**ACTIVITY**
The lines to copy are those with "masks" in them. Pull each one from the entries below.

**STUDY MATERIAL**
|---|
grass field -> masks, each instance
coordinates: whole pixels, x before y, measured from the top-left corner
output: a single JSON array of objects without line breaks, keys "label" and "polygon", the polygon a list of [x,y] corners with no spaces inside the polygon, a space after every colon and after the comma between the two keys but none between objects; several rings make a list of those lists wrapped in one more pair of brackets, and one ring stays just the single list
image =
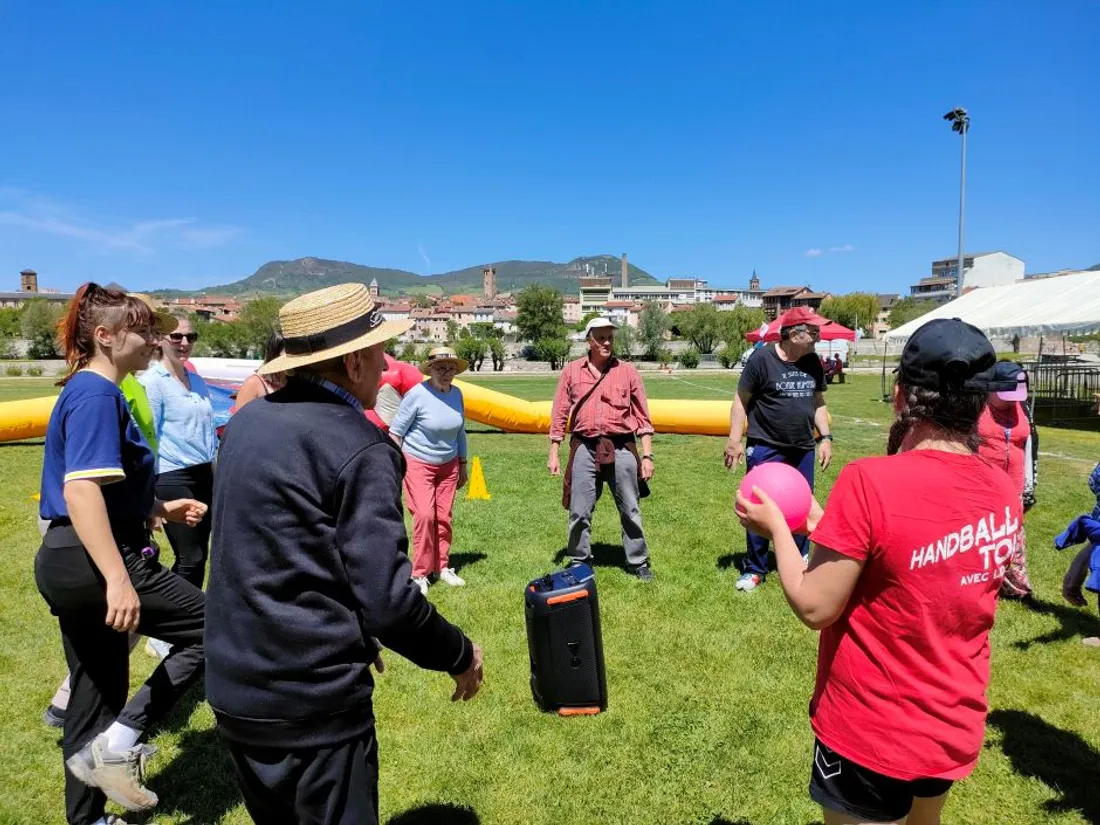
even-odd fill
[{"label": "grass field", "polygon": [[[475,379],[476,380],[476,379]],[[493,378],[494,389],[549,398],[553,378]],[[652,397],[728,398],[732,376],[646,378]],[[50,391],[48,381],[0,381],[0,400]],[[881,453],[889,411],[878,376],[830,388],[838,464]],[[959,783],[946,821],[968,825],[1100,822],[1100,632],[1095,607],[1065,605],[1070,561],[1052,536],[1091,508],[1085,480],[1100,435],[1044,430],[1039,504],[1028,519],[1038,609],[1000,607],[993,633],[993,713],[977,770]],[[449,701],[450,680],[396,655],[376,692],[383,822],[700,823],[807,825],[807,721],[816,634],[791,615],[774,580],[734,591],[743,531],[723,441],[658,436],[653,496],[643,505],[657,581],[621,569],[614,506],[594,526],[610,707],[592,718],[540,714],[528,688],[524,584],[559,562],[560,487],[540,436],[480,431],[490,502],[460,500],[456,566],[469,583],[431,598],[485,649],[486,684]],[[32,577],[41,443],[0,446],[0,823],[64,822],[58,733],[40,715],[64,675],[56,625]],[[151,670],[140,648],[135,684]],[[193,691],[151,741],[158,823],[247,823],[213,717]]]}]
|---|
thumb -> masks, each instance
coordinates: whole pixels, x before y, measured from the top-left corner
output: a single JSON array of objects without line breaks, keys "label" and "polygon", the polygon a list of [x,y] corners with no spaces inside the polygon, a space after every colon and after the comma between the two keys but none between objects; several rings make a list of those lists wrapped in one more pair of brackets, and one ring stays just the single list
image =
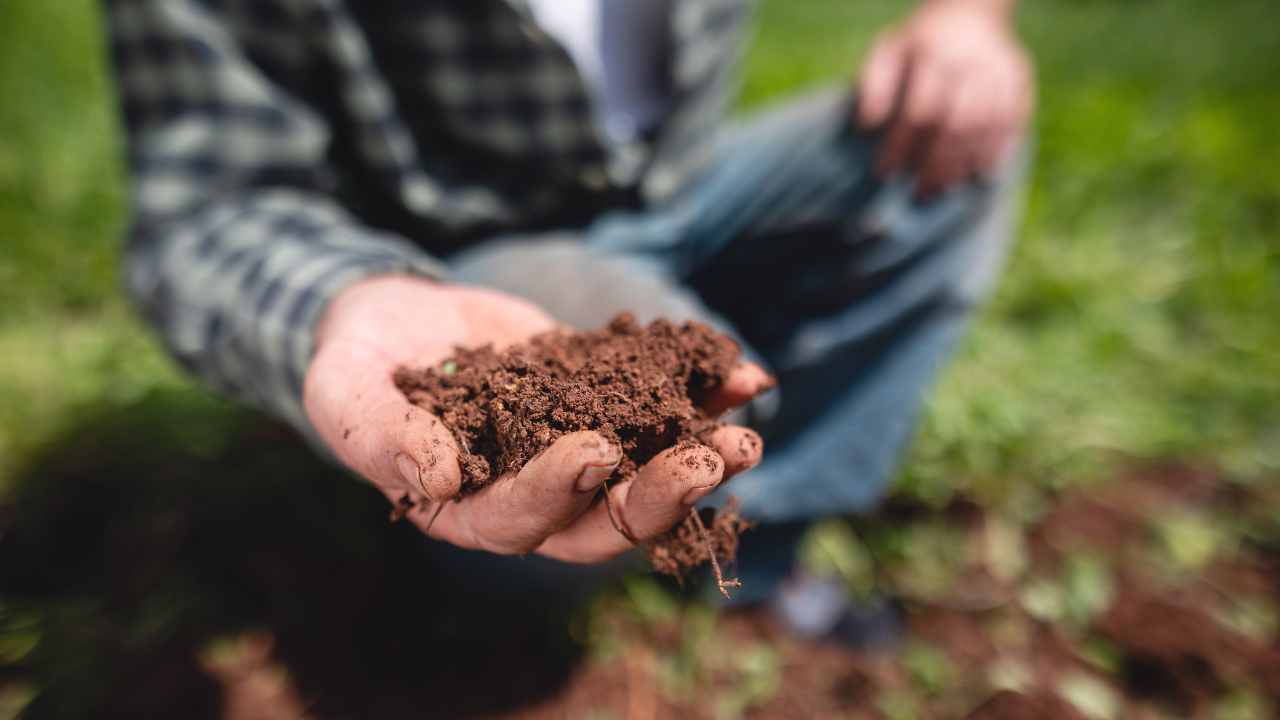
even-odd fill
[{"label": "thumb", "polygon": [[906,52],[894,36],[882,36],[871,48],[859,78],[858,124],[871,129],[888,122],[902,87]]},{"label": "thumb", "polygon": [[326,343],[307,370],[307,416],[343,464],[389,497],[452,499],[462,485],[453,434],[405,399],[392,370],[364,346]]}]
|---|
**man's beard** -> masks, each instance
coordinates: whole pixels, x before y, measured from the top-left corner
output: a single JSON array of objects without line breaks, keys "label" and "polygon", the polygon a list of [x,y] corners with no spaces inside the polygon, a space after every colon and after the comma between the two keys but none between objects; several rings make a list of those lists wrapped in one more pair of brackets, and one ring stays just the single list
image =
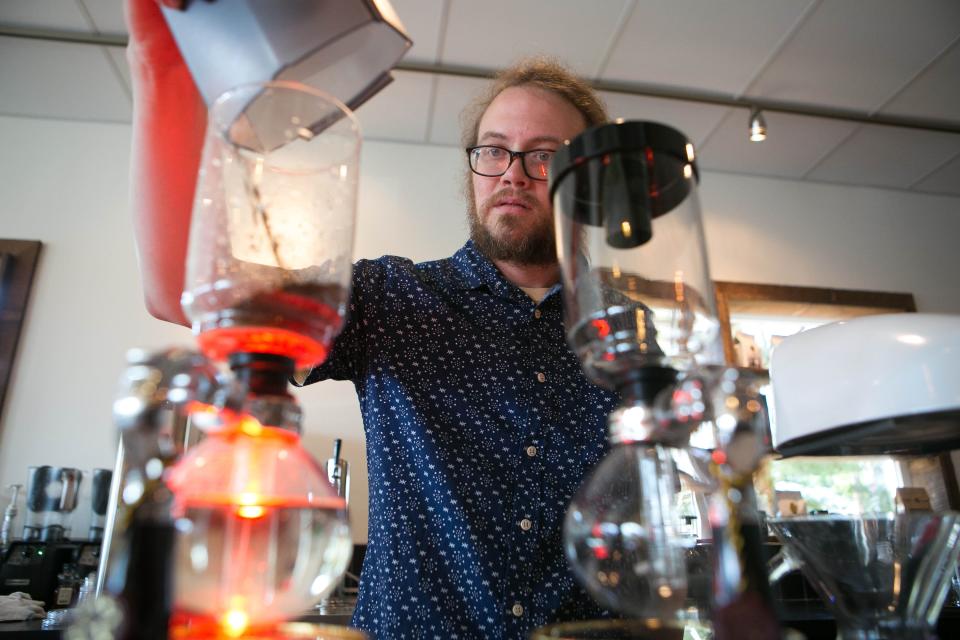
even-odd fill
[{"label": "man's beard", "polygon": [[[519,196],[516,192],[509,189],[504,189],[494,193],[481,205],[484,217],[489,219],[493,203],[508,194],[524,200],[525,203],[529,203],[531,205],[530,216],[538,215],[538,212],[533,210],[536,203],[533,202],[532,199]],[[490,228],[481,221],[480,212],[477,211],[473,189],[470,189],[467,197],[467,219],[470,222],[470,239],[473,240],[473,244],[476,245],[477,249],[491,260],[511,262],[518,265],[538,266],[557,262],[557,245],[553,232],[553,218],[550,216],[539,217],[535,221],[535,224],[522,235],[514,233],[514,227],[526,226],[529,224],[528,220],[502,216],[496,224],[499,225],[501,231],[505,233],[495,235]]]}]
|---|
**ANSWER SECTION**
grass field -> masks, each instance
thumb -> masks, each instance
**man's beard** -> masks, each instance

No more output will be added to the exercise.